● **Your objective**
Return every entry exactly.

▶

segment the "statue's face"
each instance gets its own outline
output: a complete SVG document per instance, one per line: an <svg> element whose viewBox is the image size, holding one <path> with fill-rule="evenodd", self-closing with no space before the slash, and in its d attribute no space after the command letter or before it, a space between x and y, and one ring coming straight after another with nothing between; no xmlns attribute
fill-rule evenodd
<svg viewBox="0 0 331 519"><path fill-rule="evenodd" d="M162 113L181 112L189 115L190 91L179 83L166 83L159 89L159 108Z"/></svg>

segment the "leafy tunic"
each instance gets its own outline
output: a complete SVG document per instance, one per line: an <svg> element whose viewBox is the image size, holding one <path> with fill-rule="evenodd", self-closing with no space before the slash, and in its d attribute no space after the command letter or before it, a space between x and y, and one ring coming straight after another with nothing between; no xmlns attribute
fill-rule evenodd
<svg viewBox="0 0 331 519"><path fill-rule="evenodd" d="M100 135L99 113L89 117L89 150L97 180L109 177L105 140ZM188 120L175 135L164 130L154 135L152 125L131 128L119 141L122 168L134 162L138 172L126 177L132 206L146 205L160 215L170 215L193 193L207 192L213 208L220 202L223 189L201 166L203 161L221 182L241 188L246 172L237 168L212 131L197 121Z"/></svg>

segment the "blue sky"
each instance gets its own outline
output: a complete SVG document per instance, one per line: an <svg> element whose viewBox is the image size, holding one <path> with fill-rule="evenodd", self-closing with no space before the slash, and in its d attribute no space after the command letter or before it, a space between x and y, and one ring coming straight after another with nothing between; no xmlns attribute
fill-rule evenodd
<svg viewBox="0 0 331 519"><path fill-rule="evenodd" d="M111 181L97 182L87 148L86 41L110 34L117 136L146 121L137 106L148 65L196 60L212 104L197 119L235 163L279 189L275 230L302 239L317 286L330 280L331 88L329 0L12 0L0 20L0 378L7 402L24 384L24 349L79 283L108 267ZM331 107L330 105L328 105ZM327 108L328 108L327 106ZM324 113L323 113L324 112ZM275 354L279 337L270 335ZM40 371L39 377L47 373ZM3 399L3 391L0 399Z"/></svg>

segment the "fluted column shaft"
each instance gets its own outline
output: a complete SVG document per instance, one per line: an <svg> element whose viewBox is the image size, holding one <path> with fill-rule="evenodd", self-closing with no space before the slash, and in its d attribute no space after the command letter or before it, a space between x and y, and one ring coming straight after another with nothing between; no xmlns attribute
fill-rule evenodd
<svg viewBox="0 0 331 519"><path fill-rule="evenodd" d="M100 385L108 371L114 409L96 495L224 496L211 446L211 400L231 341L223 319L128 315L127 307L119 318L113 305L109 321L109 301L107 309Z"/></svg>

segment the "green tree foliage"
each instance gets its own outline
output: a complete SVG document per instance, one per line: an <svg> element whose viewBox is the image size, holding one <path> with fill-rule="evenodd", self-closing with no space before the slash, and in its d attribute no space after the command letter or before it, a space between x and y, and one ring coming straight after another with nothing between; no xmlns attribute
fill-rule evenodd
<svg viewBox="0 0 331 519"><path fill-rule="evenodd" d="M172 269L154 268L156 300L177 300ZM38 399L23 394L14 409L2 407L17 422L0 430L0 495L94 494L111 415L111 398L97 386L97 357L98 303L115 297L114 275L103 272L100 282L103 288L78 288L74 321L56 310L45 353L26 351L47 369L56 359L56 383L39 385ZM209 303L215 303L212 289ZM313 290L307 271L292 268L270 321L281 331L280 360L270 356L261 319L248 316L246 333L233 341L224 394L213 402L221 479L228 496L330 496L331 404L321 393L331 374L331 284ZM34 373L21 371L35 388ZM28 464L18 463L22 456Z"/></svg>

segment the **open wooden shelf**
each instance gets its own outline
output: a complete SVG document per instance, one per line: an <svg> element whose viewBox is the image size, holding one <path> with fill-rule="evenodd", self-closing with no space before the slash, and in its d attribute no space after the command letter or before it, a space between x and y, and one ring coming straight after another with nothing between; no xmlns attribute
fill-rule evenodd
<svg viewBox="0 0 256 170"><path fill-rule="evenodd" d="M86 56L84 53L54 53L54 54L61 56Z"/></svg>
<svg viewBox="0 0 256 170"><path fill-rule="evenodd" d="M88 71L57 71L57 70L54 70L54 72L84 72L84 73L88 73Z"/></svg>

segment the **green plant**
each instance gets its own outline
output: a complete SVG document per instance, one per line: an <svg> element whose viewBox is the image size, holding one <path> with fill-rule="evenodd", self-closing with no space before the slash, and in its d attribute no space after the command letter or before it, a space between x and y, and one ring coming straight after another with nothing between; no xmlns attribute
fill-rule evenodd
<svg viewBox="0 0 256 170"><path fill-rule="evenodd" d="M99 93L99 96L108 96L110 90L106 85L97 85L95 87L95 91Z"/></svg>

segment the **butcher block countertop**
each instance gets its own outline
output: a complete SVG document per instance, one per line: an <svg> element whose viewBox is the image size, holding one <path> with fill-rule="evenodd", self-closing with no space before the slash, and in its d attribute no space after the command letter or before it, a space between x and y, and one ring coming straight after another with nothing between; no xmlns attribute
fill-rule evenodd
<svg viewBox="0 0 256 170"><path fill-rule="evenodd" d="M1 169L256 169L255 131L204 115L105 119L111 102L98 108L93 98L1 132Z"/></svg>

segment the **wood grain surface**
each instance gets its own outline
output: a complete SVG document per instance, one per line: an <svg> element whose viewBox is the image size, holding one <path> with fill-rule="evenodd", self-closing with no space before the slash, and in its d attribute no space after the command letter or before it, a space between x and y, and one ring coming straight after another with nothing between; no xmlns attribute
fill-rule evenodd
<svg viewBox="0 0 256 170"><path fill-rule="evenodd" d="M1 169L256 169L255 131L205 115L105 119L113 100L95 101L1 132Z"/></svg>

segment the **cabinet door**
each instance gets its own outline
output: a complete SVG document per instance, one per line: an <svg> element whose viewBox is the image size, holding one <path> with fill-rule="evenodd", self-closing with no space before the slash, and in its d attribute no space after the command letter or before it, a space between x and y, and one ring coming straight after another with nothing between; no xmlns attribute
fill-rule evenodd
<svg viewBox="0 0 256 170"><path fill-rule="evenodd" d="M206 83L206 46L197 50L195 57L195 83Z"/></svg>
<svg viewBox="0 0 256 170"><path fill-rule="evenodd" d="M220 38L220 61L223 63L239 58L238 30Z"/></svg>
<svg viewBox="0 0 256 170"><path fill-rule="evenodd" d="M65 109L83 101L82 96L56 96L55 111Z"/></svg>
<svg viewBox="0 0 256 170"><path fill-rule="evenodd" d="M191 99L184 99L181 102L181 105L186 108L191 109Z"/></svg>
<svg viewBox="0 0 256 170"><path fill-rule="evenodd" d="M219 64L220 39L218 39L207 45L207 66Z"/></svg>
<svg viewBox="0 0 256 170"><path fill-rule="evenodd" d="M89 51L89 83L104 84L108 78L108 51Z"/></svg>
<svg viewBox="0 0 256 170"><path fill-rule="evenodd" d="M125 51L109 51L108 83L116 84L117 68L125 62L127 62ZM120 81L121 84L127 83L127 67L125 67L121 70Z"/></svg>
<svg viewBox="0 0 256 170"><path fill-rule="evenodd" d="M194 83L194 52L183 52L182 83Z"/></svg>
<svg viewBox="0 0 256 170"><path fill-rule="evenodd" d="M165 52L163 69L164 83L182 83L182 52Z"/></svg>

◀

● **Correct output**
segment the "statue's face"
each instance gets its own outline
output: a complete SVG document per instance, one per line: an <svg> element whose viewBox is the image size, holding one <path> with fill-rule="evenodd", self-closing with no space before the slash, and in its d attribute no space after the command letter or before it, a space between x and y, and one ring coming straight after another with nothing between; no xmlns attribute
fill-rule evenodd
<svg viewBox="0 0 331 519"><path fill-rule="evenodd" d="M162 113L181 112L189 115L190 91L179 83L166 83L159 89L159 108Z"/></svg>

segment the "leafy tunic"
each instance gets its own outline
output: a complete SVG document per instance, one per line: an <svg> element whose viewBox is the image size, holding one <path> with fill-rule="evenodd", self-closing with no space before the slash, and in its d attribute no space after the command letter or before it, a space between x and y, and one ring coming straight after another with nothing between; no xmlns attribute
fill-rule evenodd
<svg viewBox="0 0 331 519"><path fill-rule="evenodd" d="M100 135L99 113L89 117L89 150L97 180L109 177L105 140ZM188 120L175 135L164 130L154 135L152 125L131 128L119 141L122 168L134 162L138 172L126 177L132 206L146 205L160 215L170 215L193 193L207 192L213 208L220 202L223 189L201 166L203 161L221 182L241 188L246 172L237 168L212 131L197 121Z"/></svg>

segment the "blue sky"
each instance gets its own outline
output: a complete SVG document per instance, one per line: an <svg> element whose viewBox is the image size, holding one <path> with fill-rule="evenodd", self-closing with no space before the slash, and in its d attribute no space after the command letter or before it, a space between x and y, and one ring coming straight after another with nothing between; no xmlns attribute
fill-rule evenodd
<svg viewBox="0 0 331 519"><path fill-rule="evenodd" d="M111 181L97 182L87 148L86 41L110 34L117 136L146 121L137 106L148 65L196 60L212 104L197 119L235 163L279 189L275 230L302 239L317 286L330 280L331 88L329 0L12 0L0 20L0 378L7 402L24 384L24 349L79 283L108 267ZM331 107L330 105L328 105ZM327 108L328 108L327 106ZM324 113L323 113L324 112ZM275 354L279 337L270 335ZM40 371L39 377L47 373ZM3 399L3 391L0 399Z"/></svg>

segment the "fluted column shaft"
each instance gets its own outline
output: a complete SVG document per instance, one per line: an <svg> element whose viewBox is the image size, holding one <path> with fill-rule="evenodd", self-closing with no space before the slash, and in its d attribute no space after the command letter or before it, a space between x and y, and one ring coming straight after another with nothing between; no xmlns attribute
fill-rule evenodd
<svg viewBox="0 0 331 519"><path fill-rule="evenodd" d="M100 385L108 371L114 409L96 495L224 496L211 446L211 400L231 341L223 319L128 315L127 307L119 318L113 305L109 321L109 301L107 309Z"/></svg>

segment the "green tree foliage"
each instance gets its own outline
output: a complete SVG document per instance, one per line: an <svg> element whose viewBox is the image size, holding one <path> with fill-rule="evenodd", self-closing with no space before the slash, and in its d attribute no space after the command letter or before it, a space between x and y, and one ring coming straight after another with nothing between; no xmlns attribute
fill-rule evenodd
<svg viewBox="0 0 331 519"><path fill-rule="evenodd" d="M172 269L154 268L156 300L177 300ZM38 399L23 394L14 409L2 407L17 422L0 430L0 495L94 494L111 415L111 398L97 386L97 357L98 303L115 297L114 275L103 272L100 282L103 288L78 288L74 321L56 310L45 353L26 351L47 369L56 359L56 383L39 385ZM209 303L215 303L212 289ZM313 290L307 271L292 268L270 321L281 331L280 360L270 356L261 319L248 316L246 333L233 341L224 394L213 402L221 479L228 496L330 496L331 404L321 393L331 374L331 284ZM34 373L21 371L35 388ZM28 464L18 463L22 456Z"/></svg>

segment the **open wooden shelf**
each instance gets its own outline
output: a complete SVG document per instance, one per line: an <svg> element whose viewBox is the image size, holding one <path> with fill-rule="evenodd", self-closing with no space before the slash, and in its d attribute no space after the command letter or before it, a space between x and y, and one ring coming straight after another with nothing between; no xmlns attribute
fill-rule evenodd
<svg viewBox="0 0 256 170"><path fill-rule="evenodd" d="M86 56L84 53L54 53L54 54L61 56Z"/></svg>
<svg viewBox="0 0 256 170"><path fill-rule="evenodd" d="M88 71L57 71L57 70L54 70L54 72L84 72L84 73L88 73Z"/></svg>

segment the **green plant**
each instance gets its own outline
output: a complete SVG document per instance, one per line: an <svg> element whose viewBox is the image size, holding one <path> with fill-rule="evenodd", self-closing with no space before the slash, and in its d attribute no space after the command letter or before it, a space between x and y, and one ring coming straight after another with nothing between; no xmlns attribute
fill-rule evenodd
<svg viewBox="0 0 256 170"><path fill-rule="evenodd" d="M99 93L99 96L108 96L110 90L106 85L97 85L95 87L95 91Z"/></svg>

segment the **butcher block countertop**
each instance gets its own outline
output: a complete SVG document per instance, one per line: an <svg> element whose viewBox is the image size, holding one <path> with fill-rule="evenodd", self-closing with no space before the slash, and in its d attribute no space after the command letter or before it, a space between x and y, and one ring coming straight after another with nothing between; no xmlns attribute
fill-rule evenodd
<svg viewBox="0 0 256 170"><path fill-rule="evenodd" d="M1 169L256 169L255 131L204 115L105 119L111 102L98 108L93 98L1 132Z"/></svg>

segment the **wood grain surface**
each instance gets its own outline
output: a complete SVG document per instance, one per line: an <svg> element whose viewBox is the image size, holding one <path> with fill-rule="evenodd", self-closing with no space before the slash, and in its d attribute no space after the command letter or before it, a space between x and y, and one ring coming straight after another with nothing between; no xmlns attribute
fill-rule evenodd
<svg viewBox="0 0 256 170"><path fill-rule="evenodd" d="M1 169L256 169L255 131L205 115L105 119L113 100L95 101L1 132Z"/></svg>

segment the **cabinet door**
each instance gets its own outline
output: a complete SVG document per instance, one per line: an <svg> element whose viewBox is the image size, holding one <path> with fill-rule="evenodd", self-closing with no space before the slash, and in its d attribute no space after the command letter or before it, a space between x and y, and one ring coming straight after another with nothing between; no xmlns attribute
fill-rule evenodd
<svg viewBox="0 0 256 170"><path fill-rule="evenodd" d="M206 83L206 46L197 50L195 57L195 83Z"/></svg>
<svg viewBox="0 0 256 170"><path fill-rule="evenodd" d="M220 38L220 61L223 63L239 58L238 30Z"/></svg>
<svg viewBox="0 0 256 170"><path fill-rule="evenodd" d="M65 109L83 101L82 96L56 96L55 111Z"/></svg>
<svg viewBox="0 0 256 170"><path fill-rule="evenodd" d="M191 99L184 99L181 102L181 105L186 108L191 109Z"/></svg>
<svg viewBox="0 0 256 170"><path fill-rule="evenodd" d="M219 64L220 39L218 39L207 45L207 66Z"/></svg>
<svg viewBox="0 0 256 170"><path fill-rule="evenodd" d="M89 51L89 83L104 84L108 78L108 51Z"/></svg>
<svg viewBox="0 0 256 170"><path fill-rule="evenodd" d="M125 51L109 51L108 83L116 84L117 68L125 62L127 62ZM120 81L121 84L127 83L127 67L125 67L121 70Z"/></svg>
<svg viewBox="0 0 256 170"><path fill-rule="evenodd" d="M194 83L194 52L183 52L182 83Z"/></svg>
<svg viewBox="0 0 256 170"><path fill-rule="evenodd" d="M165 52L163 69L164 83L182 83L182 52Z"/></svg>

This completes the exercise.